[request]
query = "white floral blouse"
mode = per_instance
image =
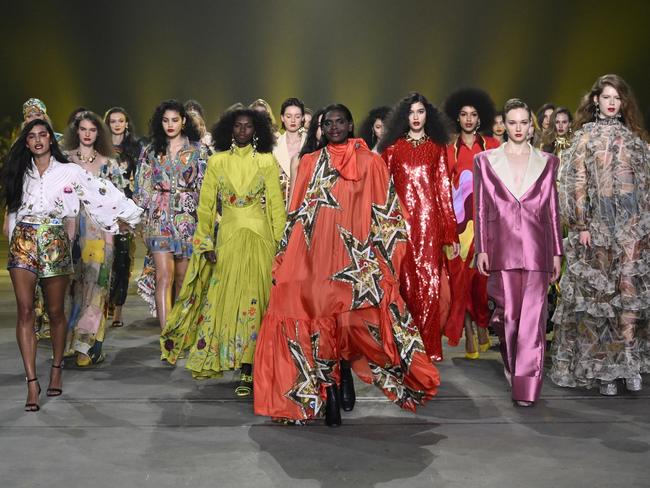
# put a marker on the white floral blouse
(58, 192)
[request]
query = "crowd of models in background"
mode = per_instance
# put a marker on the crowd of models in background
(602, 303)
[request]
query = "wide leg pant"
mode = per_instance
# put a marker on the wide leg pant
(519, 320)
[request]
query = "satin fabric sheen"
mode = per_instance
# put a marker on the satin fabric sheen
(422, 183)
(520, 237)
(522, 336)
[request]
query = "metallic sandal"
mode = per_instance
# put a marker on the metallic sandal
(245, 387)
(608, 388)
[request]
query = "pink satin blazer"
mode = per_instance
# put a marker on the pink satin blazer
(517, 231)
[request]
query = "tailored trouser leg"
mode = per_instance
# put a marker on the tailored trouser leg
(520, 322)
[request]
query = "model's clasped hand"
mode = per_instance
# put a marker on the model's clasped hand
(557, 268)
(482, 263)
(124, 227)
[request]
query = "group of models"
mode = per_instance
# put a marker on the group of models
(311, 254)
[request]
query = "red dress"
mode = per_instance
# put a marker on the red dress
(336, 291)
(419, 170)
(468, 286)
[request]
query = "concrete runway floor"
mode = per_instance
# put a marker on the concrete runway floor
(134, 421)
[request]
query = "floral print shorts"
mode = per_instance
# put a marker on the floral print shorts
(43, 249)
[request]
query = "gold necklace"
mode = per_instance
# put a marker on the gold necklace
(90, 159)
(416, 142)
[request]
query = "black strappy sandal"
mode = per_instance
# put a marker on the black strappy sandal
(33, 407)
(54, 391)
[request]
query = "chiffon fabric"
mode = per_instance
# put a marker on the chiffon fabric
(468, 286)
(218, 313)
(419, 169)
(601, 323)
(89, 288)
(168, 189)
(336, 291)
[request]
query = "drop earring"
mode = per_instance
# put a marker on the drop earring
(254, 143)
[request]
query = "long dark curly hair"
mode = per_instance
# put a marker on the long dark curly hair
(366, 131)
(157, 133)
(312, 143)
(103, 144)
(539, 115)
(222, 130)
(129, 147)
(630, 113)
(549, 136)
(19, 161)
(471, 97)
(398, 123)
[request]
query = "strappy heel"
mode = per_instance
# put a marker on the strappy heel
(245, 387)
(54, 391)
(33, 407)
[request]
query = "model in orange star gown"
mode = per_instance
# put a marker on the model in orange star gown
(336, 290)
(468, 108)
(414, 149)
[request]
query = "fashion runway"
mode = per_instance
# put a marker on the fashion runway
(135, 421)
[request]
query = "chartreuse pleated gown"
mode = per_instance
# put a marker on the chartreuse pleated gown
(218, 313)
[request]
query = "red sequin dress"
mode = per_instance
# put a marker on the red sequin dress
(468, 286)
(419, 171)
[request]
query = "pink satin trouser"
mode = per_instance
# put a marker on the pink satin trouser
(519, 320)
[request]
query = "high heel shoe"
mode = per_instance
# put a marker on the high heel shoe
(475, 354)
(347, 393)
(485, 347)
(608, 388)
(332, 407)
(522, 403)
(33, 407)
(245, 386)
(54, 391)
(508, 376)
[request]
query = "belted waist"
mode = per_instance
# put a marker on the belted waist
(37, 220)
(175, 190)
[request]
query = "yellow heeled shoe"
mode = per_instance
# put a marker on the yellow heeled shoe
(475, 354)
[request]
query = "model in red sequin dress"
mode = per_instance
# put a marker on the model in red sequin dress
(418, 166)
(468, 107)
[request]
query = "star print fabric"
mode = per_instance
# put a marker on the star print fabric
(336, 295)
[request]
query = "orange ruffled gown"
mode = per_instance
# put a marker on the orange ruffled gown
(336, 291)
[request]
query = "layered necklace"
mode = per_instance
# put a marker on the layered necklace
(416, 142)
(90, 159)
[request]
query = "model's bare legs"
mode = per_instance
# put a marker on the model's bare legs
(24, 283)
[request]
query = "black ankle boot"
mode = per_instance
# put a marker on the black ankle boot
(348, 396)
(332, 407)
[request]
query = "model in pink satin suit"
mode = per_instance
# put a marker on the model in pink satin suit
(518, 227)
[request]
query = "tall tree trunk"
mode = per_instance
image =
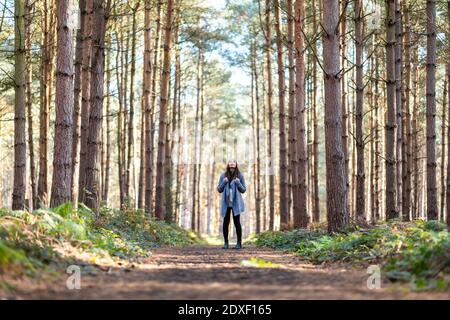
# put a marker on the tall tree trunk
(271, 157)
(80, 40)
(85, 99)
(316, 210)
(284, 209)
(62, 161)
(29, 78)
(407, 137)
(448, 131)
(20, 151)
(147, 105)
(165, 77)
(257, 166)
(293, 160)
(108, 125)
(416, 131)
(360, 172)
(391, 172)
(443, 126)
(337, 214)
(93, 193)
(398, 100)
(131, 168)
(45, 94)
(301, 218)
(432, 212)
(344, 96)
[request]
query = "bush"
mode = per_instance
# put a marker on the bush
(418, 252)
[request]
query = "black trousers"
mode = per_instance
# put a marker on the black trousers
(237, 224)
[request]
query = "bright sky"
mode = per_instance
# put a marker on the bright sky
(238, 75)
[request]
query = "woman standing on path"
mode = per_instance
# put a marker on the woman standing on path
(232, 182)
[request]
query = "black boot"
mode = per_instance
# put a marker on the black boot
(225, 246)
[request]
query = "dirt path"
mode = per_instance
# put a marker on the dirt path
(209, 272)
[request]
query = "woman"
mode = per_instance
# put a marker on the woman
(232, 182)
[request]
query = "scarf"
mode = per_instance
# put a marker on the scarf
(229, 193)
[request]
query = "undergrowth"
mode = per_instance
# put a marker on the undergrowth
(417, 252)
(32, 240)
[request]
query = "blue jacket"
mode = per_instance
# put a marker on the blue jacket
(238, 201)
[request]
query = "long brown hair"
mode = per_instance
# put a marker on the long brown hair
(231, 175)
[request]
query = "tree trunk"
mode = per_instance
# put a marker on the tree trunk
(131, 168)
(316, 210)
(45, 94)
(85, 100)
(284, 209)
(407, 137)
(444, 107)
(108, 126)
(29, 78)
(301, 218)
(432, 212)
(62, 161)
(80, 40)
(360, 172)
(270, 106)
(398, 100)
(93, 191)
(448, 131)
(165, 77)
(337, 214)
(344, 103)
(391, 172)
(20, 151)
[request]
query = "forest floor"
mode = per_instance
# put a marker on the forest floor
(209, 272)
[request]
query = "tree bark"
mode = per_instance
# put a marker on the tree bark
(337, 214)
(391, 172)
(407, 137)
(62, 161)
(165, 77)
(29, 10)
(93, 189)
(360, 172)
(85, 101)
(268, 36)
(432, 212)
(20, 151)
(301, 218)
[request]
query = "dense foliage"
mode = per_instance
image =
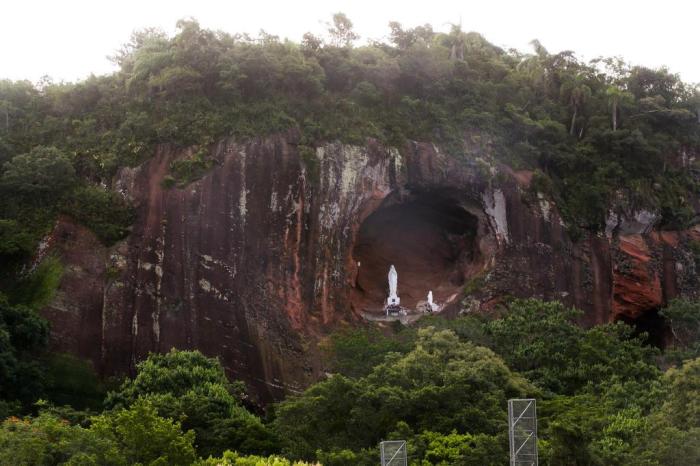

•••

Please pick out and copy every line in the records that contains the string "blouse". Case counts.

[The completed task]
query = "white floral blouse"
# put a marker on the white floral blouse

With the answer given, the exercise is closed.